[Your objective]
Rewrite the part that opens with the line containing "One point goes on every instance of the race car in" and closes with the line containing "x=228 y=150", keeping every line, but multiply each x and y coordinate by 0.25 and round it to a whole number, with halves rounding up. Give only that part.

[Dataset content]

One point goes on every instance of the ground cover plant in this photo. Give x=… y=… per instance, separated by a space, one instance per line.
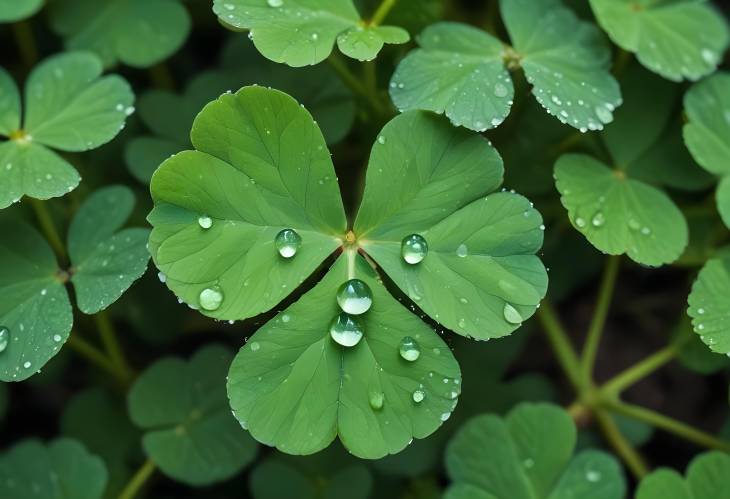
--
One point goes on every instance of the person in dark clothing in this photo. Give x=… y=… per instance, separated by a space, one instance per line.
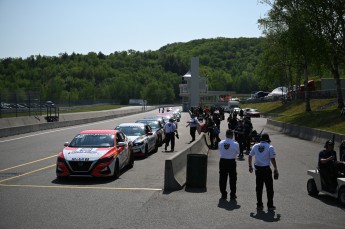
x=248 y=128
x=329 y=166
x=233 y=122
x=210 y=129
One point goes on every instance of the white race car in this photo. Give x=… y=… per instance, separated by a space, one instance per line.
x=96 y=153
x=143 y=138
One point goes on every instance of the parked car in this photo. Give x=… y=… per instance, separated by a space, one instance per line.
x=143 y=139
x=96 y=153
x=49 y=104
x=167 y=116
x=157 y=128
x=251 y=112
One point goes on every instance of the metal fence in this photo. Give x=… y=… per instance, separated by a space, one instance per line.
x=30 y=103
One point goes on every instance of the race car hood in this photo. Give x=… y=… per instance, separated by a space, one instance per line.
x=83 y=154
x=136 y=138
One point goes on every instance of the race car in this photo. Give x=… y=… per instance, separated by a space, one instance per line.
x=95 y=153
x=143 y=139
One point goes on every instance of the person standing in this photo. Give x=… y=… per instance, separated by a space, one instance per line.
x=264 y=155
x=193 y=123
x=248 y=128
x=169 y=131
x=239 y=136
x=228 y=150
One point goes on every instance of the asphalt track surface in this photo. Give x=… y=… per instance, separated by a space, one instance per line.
...
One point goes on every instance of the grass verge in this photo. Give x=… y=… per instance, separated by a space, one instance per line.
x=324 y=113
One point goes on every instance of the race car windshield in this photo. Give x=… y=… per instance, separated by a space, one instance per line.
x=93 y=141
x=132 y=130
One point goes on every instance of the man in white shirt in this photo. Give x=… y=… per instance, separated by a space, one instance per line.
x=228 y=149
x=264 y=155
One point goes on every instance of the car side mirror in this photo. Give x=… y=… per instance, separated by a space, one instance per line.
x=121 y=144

[Result of the exercise]
One point goes on every instance of the race car in this photo. Give x=… y=… per instance, separated by a space, one instance per line.
x=24 y=38
x=36 y=35
One point goes on every instance of the person standing in this photo. Give x=… y=… per instance, separated by a space, one instance per line.
x=66 y=39
x=48 y=31
x=62 y=32
x=42 y=33
x=60 y=34
x=57 y=38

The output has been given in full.